State how many lines of the items contain the string "cherry", giving only the number. Case counts.

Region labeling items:
------------------------------------

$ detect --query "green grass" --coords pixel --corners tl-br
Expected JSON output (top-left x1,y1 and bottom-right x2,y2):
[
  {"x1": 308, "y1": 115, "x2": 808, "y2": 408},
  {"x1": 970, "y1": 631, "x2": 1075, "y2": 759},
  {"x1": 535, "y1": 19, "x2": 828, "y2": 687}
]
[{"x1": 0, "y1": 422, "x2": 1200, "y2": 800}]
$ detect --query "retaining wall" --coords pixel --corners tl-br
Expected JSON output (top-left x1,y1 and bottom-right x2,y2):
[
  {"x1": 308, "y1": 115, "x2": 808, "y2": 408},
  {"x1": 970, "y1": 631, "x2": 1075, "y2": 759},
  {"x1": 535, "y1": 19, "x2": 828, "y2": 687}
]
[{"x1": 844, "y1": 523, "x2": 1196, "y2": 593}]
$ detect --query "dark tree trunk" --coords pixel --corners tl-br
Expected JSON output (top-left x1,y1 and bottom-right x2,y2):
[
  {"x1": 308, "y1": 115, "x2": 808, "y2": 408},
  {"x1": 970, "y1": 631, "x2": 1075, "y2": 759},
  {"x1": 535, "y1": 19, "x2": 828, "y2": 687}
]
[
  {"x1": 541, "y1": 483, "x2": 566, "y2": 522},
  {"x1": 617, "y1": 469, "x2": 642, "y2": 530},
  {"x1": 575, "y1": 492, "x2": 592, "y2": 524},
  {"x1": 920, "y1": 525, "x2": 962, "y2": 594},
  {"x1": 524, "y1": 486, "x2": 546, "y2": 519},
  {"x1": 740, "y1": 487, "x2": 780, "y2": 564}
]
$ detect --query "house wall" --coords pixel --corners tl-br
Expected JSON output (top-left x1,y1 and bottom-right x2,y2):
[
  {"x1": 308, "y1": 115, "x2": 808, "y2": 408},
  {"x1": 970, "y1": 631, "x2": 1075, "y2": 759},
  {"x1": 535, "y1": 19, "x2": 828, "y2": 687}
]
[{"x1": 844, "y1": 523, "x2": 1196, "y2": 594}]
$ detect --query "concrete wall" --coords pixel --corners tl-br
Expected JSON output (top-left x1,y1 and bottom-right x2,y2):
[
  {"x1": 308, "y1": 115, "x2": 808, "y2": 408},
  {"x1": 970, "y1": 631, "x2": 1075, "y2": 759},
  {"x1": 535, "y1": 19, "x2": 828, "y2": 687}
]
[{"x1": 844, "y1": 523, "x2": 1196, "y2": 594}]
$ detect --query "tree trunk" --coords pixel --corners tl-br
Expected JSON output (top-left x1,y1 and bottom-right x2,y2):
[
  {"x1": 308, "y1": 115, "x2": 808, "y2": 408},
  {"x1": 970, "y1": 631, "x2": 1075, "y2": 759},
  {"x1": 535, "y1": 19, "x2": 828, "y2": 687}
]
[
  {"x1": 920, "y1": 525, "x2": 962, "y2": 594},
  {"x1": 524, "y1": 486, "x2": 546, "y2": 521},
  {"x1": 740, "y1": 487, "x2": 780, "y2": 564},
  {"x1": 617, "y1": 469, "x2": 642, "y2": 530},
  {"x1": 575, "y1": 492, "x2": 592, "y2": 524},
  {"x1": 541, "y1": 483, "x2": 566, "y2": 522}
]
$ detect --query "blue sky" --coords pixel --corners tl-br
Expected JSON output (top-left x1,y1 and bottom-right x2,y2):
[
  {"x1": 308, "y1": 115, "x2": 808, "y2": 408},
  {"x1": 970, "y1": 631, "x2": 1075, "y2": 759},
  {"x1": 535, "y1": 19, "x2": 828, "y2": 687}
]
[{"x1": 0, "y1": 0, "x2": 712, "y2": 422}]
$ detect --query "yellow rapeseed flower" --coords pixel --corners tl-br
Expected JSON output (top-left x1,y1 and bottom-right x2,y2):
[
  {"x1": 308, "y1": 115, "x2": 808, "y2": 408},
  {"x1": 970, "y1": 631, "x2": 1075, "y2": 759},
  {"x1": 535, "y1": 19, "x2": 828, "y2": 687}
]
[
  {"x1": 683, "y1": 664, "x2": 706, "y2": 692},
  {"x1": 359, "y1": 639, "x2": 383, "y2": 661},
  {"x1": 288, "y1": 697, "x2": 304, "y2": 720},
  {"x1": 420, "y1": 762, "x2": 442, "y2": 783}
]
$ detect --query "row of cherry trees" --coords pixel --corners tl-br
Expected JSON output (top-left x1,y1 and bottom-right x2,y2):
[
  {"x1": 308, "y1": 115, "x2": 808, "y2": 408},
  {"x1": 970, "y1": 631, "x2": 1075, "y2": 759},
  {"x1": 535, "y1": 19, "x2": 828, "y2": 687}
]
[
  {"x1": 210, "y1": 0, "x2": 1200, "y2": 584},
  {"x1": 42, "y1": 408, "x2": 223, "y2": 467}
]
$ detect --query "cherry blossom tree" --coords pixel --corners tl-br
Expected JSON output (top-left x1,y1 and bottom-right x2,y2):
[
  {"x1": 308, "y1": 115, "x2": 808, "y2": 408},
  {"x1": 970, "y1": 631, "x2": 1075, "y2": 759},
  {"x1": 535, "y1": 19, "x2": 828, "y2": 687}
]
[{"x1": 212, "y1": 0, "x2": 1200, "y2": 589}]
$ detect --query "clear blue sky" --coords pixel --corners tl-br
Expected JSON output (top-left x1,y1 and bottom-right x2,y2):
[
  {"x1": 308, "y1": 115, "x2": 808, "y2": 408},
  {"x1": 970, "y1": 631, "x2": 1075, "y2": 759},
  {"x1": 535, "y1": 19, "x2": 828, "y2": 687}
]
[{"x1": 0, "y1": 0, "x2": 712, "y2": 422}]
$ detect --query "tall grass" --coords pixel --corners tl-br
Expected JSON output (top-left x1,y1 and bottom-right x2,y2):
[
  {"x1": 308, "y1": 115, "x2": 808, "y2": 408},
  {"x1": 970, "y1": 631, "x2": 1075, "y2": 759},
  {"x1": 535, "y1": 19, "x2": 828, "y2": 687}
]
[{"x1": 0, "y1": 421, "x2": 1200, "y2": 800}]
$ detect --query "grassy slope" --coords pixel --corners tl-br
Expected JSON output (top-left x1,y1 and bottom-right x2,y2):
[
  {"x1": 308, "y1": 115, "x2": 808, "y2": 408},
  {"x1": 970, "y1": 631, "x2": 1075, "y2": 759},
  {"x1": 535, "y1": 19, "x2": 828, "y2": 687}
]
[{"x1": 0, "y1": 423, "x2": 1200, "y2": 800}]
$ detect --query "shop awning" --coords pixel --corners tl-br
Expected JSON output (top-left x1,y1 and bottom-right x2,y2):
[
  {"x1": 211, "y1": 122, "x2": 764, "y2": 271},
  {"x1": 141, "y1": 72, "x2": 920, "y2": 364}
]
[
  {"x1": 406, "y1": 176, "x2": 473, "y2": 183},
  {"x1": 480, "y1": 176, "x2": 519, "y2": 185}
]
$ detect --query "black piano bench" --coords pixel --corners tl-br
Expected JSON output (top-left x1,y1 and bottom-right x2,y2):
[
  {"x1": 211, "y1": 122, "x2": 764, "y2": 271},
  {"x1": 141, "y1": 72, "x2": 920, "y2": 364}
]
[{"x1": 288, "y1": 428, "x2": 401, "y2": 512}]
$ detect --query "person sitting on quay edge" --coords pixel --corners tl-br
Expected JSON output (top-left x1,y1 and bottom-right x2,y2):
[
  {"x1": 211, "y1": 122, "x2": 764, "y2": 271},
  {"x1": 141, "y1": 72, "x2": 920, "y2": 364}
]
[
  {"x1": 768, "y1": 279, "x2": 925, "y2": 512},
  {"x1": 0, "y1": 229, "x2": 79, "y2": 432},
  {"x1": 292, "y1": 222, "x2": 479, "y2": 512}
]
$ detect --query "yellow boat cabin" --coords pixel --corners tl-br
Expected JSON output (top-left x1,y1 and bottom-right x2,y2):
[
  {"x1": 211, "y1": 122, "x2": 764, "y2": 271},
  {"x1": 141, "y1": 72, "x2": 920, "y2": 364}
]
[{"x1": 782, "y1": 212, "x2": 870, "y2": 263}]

------------------------------------

WRITTEN RESPONSE
2